SET EXERCISE: Count the lines in the records below that contain the string "item", treating uppercase and lowercase letters as different. Reply with that number alone.

INFORMATION SHOWN:
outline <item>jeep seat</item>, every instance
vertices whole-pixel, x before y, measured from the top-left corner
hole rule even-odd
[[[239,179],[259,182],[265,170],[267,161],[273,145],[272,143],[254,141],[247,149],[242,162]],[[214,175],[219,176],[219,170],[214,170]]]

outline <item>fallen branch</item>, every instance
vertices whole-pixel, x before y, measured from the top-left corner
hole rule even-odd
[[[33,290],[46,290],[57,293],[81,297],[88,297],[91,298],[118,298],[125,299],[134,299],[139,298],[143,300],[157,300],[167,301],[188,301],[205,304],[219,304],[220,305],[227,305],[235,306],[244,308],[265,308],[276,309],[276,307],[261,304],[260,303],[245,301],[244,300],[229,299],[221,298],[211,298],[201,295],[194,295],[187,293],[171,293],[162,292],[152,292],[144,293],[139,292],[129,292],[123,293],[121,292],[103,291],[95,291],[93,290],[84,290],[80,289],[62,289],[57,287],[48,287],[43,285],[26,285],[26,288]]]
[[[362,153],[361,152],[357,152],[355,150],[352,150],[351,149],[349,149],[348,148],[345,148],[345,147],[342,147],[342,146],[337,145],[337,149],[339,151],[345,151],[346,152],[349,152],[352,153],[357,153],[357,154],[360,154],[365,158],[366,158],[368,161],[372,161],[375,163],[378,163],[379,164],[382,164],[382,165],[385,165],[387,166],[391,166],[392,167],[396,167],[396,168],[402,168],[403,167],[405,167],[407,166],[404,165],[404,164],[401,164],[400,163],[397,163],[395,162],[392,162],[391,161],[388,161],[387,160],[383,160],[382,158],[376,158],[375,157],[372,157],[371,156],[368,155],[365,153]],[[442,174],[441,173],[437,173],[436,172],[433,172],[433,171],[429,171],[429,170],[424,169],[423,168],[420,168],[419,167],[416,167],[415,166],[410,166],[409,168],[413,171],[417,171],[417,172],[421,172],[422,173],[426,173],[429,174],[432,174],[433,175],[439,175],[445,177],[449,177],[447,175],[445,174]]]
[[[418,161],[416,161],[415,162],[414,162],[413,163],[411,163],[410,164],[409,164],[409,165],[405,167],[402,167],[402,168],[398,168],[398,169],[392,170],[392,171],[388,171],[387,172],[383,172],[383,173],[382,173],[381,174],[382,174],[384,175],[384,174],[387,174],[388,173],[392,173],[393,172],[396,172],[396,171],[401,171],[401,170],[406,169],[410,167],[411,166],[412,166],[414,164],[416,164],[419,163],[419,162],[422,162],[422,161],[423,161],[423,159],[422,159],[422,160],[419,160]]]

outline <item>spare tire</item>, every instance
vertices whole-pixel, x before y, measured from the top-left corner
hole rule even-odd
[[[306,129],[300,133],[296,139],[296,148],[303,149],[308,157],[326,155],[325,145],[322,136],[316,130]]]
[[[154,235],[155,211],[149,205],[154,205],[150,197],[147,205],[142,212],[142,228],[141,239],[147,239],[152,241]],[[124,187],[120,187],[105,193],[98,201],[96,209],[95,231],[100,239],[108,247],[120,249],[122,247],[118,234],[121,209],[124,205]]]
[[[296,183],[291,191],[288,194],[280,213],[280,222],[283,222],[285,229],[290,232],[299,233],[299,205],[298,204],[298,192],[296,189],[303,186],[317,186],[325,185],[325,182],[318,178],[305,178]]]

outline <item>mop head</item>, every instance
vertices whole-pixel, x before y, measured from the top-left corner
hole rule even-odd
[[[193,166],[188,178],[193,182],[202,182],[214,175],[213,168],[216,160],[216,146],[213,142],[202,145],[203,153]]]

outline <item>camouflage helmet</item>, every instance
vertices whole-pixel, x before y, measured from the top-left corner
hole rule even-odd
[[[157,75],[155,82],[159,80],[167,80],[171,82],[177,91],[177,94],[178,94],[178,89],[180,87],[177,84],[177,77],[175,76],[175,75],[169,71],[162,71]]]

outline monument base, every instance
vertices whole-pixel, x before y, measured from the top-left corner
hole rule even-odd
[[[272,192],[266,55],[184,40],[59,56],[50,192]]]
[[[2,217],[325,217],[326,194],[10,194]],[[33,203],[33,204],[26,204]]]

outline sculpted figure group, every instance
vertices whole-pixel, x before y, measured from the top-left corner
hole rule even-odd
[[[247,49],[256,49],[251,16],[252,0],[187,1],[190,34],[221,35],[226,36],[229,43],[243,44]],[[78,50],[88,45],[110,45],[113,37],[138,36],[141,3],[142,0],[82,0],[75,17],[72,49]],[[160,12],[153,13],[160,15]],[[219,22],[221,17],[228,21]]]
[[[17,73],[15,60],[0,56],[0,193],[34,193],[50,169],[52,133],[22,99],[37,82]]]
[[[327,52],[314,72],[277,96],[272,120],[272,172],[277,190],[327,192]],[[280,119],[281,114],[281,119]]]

FINAL RESULT: 5